• WORK TO BE COMPLETED: Only the lines holding the word "below" are wanted; copy each of them from the listing.

• INFORMATION PROVIDED:
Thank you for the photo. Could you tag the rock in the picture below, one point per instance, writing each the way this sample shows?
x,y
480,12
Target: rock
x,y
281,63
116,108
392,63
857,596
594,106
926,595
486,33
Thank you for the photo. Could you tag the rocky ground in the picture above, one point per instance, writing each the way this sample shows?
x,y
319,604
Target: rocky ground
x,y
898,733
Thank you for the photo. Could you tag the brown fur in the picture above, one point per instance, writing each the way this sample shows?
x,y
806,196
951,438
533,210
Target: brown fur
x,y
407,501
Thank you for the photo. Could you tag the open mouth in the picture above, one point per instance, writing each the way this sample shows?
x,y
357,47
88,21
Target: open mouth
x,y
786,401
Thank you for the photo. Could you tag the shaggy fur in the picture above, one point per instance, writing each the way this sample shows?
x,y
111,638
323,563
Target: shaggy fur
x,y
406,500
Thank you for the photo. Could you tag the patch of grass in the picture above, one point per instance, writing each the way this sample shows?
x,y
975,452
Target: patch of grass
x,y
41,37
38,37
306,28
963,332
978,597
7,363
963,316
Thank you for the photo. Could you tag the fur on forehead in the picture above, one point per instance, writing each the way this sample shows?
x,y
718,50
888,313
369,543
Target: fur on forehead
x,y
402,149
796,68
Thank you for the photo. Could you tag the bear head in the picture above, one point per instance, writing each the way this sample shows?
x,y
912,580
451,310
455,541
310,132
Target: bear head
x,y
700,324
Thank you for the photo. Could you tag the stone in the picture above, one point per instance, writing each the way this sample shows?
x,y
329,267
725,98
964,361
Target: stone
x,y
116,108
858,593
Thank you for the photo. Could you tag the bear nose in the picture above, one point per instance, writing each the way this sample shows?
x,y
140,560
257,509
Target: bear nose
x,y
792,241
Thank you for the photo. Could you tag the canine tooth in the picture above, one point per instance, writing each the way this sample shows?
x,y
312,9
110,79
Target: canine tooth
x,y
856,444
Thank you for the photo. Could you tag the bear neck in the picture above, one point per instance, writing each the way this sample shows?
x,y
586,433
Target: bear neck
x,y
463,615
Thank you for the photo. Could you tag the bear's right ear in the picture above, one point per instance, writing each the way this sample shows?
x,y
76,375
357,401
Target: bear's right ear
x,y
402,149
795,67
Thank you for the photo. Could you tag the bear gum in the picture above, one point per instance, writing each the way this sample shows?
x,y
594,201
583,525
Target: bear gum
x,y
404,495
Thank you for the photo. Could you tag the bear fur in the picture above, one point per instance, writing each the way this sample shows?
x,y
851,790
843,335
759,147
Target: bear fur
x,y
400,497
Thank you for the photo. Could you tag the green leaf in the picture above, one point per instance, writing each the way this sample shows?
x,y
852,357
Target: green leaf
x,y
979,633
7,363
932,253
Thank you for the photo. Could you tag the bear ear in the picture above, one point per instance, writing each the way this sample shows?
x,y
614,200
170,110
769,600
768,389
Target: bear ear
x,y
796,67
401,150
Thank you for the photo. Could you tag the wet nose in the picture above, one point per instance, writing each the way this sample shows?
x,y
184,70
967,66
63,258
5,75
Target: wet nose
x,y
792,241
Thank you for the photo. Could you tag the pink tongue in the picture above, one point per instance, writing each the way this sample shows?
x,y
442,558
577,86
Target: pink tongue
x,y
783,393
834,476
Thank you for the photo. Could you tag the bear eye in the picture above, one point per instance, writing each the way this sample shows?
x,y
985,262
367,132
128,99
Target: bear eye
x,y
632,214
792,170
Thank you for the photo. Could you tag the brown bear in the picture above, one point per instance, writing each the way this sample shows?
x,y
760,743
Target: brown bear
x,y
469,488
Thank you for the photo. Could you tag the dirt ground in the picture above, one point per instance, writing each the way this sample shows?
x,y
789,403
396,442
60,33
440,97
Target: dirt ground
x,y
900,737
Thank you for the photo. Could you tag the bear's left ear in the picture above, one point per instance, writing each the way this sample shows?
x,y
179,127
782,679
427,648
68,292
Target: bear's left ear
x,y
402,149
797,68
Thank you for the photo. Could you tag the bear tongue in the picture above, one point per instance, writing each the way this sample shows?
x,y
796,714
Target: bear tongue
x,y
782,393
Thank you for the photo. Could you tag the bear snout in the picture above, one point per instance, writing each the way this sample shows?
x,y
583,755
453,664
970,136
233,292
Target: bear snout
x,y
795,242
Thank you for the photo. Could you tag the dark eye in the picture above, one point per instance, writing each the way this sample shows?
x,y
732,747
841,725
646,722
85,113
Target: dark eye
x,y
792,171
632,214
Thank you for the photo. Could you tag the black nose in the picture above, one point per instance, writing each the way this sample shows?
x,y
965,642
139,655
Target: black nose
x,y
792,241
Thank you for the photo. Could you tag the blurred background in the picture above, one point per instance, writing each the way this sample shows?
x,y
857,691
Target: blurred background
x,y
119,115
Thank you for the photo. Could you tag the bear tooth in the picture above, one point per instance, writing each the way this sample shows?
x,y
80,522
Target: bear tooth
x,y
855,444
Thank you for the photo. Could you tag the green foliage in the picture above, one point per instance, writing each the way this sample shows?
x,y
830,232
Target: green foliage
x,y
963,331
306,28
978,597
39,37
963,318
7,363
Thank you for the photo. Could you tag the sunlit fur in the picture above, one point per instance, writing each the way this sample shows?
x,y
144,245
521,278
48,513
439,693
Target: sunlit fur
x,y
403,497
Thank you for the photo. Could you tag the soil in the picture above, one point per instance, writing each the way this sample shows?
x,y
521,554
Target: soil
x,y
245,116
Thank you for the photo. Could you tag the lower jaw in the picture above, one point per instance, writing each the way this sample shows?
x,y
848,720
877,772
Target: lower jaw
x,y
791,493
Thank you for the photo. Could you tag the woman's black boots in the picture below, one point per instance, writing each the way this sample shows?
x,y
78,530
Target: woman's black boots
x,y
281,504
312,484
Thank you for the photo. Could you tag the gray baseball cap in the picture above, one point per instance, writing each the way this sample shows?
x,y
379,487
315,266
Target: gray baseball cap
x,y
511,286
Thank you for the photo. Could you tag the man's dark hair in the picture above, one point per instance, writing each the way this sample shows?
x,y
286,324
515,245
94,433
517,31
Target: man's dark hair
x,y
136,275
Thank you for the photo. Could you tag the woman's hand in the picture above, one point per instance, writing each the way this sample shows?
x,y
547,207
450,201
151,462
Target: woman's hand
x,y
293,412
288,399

• THE COMPLETED TASK:
Thank you for the photo. Could you tag the rock in the picture below, one point per instance, writing each the way this sample shows?
Thank you for the photo. Could you tag the woman's black boots in the picture below, one point per instance, writing each the way this sample shows?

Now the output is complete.